### TASK ITEM
The line containing "Query: camouflage jacket" opens the span to copy, and the last line of the records below closes it. Write out that span exactly.

===== DATASET EXCERPTS =====

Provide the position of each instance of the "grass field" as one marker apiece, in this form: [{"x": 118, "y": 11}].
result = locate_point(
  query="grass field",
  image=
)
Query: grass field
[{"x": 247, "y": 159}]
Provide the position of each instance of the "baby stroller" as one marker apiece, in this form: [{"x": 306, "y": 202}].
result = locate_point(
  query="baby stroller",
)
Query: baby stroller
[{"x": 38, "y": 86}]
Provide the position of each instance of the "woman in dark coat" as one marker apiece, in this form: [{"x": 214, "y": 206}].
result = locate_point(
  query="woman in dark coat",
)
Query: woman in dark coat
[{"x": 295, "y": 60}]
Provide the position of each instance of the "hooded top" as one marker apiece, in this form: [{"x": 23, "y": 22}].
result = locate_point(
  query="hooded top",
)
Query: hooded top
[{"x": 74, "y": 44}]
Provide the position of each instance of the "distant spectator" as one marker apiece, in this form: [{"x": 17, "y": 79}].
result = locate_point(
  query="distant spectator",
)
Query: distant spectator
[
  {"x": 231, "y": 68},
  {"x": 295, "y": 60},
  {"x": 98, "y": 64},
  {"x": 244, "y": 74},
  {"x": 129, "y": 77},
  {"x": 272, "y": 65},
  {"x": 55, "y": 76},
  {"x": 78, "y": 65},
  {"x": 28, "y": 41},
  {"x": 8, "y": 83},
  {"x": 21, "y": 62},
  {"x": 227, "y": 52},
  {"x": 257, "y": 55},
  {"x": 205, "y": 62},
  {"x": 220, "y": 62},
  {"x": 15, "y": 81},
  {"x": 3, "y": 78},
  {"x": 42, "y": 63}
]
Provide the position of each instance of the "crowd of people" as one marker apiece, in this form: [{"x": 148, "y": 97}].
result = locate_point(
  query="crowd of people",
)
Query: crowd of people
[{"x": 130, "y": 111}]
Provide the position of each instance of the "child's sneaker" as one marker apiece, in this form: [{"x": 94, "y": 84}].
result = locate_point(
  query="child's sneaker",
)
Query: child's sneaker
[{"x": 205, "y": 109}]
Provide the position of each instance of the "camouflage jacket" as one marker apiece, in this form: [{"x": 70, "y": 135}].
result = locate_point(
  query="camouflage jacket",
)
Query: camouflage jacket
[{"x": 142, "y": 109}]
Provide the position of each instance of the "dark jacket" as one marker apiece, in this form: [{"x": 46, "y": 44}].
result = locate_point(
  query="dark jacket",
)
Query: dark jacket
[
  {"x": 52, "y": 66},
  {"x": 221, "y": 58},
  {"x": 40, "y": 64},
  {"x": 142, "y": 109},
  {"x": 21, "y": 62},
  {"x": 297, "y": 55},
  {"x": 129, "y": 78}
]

=====

### TASK RESULT
Query: camouflage jacket
[{"x": 142, "y": 109}]
Provide the position of each instance of the "dark jacket" as one marker apiece, in this form: [{"x": 46, "y": 44}].
result = locate_point(
  query="dark jacket",
)
Query: dark jacket
[
  {"x": 52, "y": 66},
  {"x": 221, "y": 58},
  {"x": 40, "y": 64},
  {"x": 142, "y": 109},
  {"x": 21, "y": 62},
  {"x": 297, "y": 55},
  {"x": 129, "y": 78}
]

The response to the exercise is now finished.